**Passage**
====================

Copyright © 2020 Albuquerque Journal
For scientists, doing research on different topics related to COVID-19 can be like looking for a needle in a haystack.
There are thousands of peer reviews, scientific research papers and pieces of literature to sort through, a process that could take days to complete.
But a software program developed by Sandia National Laboratories may help scientists narrow that search to just a matter of minutes.
“We take algorithms that are more advanced that we use on various types of data and get that into a format that people who are not data scientists can make use of,” Sandia computer scientist Travis Bauer told the Journal. He said the work was done without using specialized software. “… Now, we can try to rapidly adapt that to their needs and created some software … that would support some of their questions.”
The project that created the software took about a week to complete, Bauer said. Thousands of documents released by the White House were used. They were put into the hands of subject matter experts. It differs from a program such as Google in that the peer reviews and studies are not available on the internet. Sandia’s program accesses Python, a platform that lists all peer-reviewed published scientific studies conducted in the U.S. and abroad. This program batches results graphically based on the similarity of the documents, and then colors them based on similarity to the snippet or information provided.
Bauer and a team of data scientists, engineers, a human-factors expert, and experts in virology, genetics, public health, biosecurity and biodefense were involved. Algorithms and compression data techniques were used to compare and analyze the documents.
“It’s a lot like if someone read all of the documents and put them all over the floor in different piles,” he said. “Documents that were on similar topics were closer together. Those that were not were further apart. So, all of the documents are sort of laid out in little piles in a space that the users can view.”
During the effort, scientists were able to whittle down more than 29,000 published coronavirus studies to just 87 in 10 minutes using identifying language and character similarities.
The software is downloadable from the internet, Bauer and Sandia spokesman Luke Frank said. But it does require knowledge of the Python computer program.

====================

Natural-language object grounding records:
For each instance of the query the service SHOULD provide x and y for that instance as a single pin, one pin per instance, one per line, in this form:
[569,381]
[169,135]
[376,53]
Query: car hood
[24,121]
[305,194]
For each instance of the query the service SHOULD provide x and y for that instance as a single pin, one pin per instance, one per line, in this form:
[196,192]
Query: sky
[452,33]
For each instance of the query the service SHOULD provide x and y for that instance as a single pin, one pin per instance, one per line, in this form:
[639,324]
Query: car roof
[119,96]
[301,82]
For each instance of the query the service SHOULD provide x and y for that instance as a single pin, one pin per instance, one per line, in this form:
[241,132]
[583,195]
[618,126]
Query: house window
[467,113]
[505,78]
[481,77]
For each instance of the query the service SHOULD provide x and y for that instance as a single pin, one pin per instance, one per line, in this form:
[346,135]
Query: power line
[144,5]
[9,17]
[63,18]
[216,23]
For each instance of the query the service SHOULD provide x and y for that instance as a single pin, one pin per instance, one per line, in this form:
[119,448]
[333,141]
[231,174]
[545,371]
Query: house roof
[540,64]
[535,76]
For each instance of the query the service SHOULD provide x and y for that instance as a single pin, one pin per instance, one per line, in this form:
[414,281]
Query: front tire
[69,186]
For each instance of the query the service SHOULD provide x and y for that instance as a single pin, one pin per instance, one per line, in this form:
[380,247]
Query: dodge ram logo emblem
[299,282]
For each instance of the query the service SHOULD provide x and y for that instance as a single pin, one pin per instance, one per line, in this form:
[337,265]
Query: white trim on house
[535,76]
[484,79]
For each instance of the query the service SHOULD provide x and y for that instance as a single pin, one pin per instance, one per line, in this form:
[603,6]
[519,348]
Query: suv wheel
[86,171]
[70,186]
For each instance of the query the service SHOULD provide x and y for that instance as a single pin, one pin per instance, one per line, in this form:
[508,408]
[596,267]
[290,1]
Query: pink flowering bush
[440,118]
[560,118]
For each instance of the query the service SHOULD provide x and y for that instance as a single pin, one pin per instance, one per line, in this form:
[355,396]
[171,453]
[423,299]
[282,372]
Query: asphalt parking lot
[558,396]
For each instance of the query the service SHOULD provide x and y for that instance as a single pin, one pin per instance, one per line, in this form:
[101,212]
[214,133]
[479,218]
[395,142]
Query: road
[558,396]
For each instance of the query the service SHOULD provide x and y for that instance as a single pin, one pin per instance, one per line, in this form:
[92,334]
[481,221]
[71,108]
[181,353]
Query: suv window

====================

**Tasks and exercises**
[1] In the article on Sandia's COVID-19 research software, how long did the project that created the software take to complete?
[2] Reproduce the article on Sandia's COVID-19 research software from "Copyright © 2020" up to and including "matter of minutes.".
Rely solely on the article when completing the tasks.

**Answers by item**
[1] About a week.

[2]
Copyright © 2020 Albuquerque Journal
For scientists, doing research on different topics related to COVID-19 can be like looking for a needle in a haystack.
There are thousands of peer reviews, scientific research papers and pieces of literature to sort through, a process that could take days to complete.
But a software program developed by Sandia National Laboratories may help scientists narrow that search to just a matter of minutes.